This exercise calls for the line with "Output the exact, pixel-accurate", the line with "box: [277, 91, 290, 96]", and all lines between them in the material below, output exactly and with no other lines.

------ Records shown ------

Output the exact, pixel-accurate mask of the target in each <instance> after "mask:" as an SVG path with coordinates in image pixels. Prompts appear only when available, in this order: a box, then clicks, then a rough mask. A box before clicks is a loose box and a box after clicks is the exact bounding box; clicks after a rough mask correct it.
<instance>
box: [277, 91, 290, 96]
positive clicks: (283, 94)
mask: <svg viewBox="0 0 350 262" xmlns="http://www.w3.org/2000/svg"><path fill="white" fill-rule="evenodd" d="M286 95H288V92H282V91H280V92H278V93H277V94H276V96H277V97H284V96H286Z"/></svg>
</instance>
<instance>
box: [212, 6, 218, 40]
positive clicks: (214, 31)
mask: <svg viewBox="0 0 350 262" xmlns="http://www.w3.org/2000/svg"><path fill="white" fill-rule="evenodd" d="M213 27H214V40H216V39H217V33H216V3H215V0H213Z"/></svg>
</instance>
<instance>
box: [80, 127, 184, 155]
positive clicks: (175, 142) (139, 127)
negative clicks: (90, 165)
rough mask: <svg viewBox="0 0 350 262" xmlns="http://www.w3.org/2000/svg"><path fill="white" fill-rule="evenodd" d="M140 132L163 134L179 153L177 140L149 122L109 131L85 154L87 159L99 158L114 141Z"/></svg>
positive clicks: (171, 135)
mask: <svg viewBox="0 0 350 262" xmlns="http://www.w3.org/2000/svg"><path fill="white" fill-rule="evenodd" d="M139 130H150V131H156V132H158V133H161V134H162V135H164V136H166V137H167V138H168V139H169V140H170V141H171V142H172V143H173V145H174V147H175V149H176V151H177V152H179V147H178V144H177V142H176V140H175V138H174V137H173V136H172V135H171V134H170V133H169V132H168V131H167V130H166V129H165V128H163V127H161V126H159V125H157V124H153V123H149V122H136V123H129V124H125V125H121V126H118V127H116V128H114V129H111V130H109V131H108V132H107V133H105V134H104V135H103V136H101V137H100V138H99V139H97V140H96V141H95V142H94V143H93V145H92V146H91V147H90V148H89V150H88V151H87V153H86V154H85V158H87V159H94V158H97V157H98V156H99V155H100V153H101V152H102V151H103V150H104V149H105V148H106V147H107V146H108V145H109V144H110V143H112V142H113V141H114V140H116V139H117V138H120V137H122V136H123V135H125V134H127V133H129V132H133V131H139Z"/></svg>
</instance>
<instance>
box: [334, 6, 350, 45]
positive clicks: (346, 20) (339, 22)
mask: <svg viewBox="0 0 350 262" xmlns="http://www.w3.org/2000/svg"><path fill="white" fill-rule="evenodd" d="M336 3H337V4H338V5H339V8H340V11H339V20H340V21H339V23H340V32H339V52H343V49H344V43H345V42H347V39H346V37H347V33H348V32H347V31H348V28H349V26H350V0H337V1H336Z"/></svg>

------
------ Records shown ------

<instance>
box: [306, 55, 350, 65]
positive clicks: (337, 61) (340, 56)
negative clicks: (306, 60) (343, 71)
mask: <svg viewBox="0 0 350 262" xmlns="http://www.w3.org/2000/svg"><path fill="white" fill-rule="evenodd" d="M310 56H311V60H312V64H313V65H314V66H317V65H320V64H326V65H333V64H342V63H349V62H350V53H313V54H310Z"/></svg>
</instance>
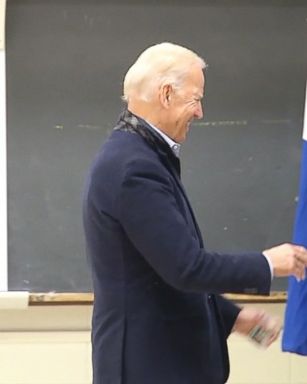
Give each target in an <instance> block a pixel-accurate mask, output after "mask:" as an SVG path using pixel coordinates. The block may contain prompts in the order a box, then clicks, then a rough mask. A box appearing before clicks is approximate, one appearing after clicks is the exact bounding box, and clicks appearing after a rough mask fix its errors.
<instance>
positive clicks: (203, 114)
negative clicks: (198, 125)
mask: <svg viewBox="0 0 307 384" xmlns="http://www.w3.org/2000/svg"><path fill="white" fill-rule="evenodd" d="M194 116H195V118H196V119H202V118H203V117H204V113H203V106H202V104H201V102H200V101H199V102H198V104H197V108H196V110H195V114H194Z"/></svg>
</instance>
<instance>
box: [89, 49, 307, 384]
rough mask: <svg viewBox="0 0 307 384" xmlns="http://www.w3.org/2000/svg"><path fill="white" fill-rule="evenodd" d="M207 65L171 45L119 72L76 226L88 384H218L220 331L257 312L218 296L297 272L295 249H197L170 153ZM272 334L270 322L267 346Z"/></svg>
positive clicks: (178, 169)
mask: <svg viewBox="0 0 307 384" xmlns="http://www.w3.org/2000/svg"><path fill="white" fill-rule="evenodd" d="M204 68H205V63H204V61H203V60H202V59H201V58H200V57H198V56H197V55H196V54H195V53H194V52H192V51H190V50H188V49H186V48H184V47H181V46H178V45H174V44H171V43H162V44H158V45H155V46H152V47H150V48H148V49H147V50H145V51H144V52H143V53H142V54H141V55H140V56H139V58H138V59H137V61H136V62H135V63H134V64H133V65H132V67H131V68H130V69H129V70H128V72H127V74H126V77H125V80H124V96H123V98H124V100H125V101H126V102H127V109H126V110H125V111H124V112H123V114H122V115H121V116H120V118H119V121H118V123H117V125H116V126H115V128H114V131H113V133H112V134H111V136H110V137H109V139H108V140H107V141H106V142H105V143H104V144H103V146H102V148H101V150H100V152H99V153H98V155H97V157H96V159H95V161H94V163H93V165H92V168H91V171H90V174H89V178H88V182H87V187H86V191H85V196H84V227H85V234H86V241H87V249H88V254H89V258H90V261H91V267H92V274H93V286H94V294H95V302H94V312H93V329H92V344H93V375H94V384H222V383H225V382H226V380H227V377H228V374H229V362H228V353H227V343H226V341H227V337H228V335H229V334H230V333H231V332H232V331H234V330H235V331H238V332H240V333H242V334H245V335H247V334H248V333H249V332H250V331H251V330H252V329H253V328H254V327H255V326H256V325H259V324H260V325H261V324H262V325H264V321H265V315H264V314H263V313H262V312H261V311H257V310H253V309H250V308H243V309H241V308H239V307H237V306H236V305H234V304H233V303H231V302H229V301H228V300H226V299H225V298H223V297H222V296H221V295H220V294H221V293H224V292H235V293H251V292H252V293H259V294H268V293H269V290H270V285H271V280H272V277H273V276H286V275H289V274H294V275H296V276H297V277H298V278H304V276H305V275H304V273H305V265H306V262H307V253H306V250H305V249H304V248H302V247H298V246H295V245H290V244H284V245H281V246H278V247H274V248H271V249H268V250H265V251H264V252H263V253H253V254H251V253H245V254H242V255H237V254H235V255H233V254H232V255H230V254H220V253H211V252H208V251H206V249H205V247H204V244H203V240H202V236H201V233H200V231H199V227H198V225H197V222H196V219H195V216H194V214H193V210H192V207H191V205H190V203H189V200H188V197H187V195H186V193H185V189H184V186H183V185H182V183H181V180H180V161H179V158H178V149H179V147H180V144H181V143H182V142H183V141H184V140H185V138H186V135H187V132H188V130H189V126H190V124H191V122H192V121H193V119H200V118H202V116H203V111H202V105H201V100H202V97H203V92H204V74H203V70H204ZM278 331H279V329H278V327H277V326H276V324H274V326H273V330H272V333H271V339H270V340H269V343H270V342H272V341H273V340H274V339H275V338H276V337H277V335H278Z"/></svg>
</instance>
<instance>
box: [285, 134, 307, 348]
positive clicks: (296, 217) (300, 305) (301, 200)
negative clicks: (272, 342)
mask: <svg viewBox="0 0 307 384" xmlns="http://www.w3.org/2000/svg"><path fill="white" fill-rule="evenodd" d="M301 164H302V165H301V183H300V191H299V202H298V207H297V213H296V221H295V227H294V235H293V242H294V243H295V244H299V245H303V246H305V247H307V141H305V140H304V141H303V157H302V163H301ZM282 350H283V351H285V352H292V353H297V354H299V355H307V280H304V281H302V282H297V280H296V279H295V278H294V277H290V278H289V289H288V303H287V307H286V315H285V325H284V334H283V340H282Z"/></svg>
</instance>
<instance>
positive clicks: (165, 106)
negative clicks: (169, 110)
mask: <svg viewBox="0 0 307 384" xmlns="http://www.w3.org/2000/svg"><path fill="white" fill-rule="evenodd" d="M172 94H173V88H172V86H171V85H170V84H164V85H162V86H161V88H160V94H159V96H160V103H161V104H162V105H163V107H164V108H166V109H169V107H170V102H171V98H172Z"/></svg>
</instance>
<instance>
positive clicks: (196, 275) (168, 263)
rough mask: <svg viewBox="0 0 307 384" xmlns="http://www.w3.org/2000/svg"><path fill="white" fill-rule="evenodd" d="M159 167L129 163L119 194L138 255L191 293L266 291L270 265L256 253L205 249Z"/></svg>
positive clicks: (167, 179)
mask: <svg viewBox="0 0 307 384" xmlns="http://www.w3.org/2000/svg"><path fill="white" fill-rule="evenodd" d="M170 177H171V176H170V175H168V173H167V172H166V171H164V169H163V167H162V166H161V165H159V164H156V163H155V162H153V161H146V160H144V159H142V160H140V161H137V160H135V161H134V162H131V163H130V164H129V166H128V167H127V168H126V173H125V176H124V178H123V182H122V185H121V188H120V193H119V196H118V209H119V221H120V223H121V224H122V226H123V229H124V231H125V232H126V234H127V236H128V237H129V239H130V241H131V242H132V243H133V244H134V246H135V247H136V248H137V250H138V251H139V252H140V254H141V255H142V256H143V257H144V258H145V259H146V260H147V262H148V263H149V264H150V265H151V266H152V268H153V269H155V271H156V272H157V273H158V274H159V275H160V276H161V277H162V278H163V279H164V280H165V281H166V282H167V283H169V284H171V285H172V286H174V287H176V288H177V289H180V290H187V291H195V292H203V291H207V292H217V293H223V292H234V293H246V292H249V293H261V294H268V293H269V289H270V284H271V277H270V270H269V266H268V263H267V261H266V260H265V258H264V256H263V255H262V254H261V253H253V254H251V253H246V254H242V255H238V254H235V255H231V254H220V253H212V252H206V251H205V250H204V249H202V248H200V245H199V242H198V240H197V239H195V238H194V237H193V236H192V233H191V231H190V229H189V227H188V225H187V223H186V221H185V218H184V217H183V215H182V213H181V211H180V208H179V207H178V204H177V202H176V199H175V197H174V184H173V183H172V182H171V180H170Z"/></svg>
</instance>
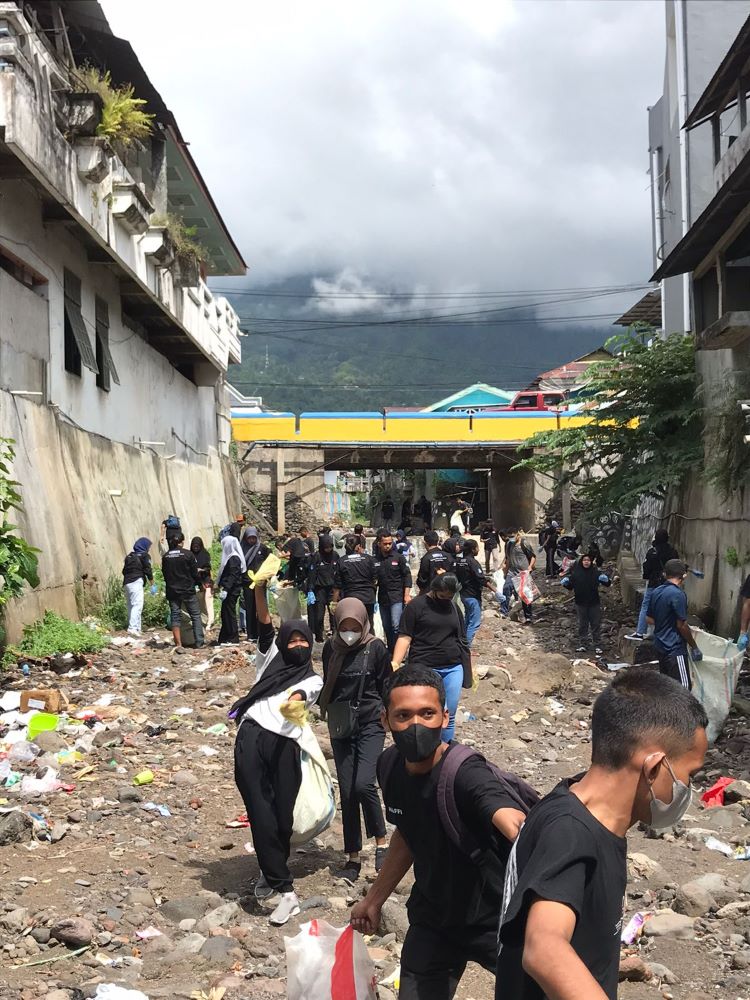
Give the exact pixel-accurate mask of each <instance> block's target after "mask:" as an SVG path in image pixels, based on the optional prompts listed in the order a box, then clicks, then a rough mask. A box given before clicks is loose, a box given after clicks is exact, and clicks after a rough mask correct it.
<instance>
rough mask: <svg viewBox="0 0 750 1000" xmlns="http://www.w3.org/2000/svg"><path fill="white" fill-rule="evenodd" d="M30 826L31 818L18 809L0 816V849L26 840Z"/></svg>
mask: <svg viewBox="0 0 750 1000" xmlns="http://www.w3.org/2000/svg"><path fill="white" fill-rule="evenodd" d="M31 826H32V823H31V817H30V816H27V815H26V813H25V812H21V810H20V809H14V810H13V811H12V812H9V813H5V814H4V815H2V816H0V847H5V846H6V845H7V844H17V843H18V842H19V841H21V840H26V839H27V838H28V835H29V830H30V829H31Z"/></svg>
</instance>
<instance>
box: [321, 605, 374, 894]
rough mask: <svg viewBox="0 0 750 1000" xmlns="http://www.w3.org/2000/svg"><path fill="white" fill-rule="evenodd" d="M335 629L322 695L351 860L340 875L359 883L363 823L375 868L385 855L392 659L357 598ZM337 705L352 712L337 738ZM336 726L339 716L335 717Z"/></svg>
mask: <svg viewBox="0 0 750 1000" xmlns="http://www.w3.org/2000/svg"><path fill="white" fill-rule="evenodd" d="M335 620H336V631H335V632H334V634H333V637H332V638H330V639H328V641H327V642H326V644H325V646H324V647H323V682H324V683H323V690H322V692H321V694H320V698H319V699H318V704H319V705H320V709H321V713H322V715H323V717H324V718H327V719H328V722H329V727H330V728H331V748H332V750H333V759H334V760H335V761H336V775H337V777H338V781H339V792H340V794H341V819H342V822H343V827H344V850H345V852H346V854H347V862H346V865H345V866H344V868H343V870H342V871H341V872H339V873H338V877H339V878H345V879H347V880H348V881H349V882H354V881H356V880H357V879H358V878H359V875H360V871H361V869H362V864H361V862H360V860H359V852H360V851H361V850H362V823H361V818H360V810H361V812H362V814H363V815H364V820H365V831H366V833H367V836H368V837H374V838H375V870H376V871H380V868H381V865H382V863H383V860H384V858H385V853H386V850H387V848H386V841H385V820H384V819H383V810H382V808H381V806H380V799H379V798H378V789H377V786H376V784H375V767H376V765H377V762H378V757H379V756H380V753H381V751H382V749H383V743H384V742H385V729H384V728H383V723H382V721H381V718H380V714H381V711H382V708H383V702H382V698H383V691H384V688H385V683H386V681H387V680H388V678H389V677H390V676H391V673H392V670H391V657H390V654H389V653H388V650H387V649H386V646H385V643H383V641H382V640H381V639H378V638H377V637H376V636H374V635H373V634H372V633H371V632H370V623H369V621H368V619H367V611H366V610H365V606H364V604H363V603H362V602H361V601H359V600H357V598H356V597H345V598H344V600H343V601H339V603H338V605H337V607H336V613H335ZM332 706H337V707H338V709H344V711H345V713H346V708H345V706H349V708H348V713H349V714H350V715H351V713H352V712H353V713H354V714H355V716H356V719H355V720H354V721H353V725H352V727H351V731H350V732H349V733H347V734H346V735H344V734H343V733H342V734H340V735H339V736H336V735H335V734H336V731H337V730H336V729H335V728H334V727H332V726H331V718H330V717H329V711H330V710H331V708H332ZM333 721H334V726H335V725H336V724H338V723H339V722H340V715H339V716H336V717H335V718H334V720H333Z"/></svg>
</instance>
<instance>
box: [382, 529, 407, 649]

------

Exercise solution »
Output the exact, pixel-accurate mask of the target in each <instance> after "mask:" as an SVG path with coordinates in image pixels. Prompts appear only when available, in this order: a box, then clicks, then a rough mask. A box before clicks is a loose box and a box after clicks is the exact bounding box; clicks after a rough mask correct it.
<instance>
box: [277, 91, 290, 96]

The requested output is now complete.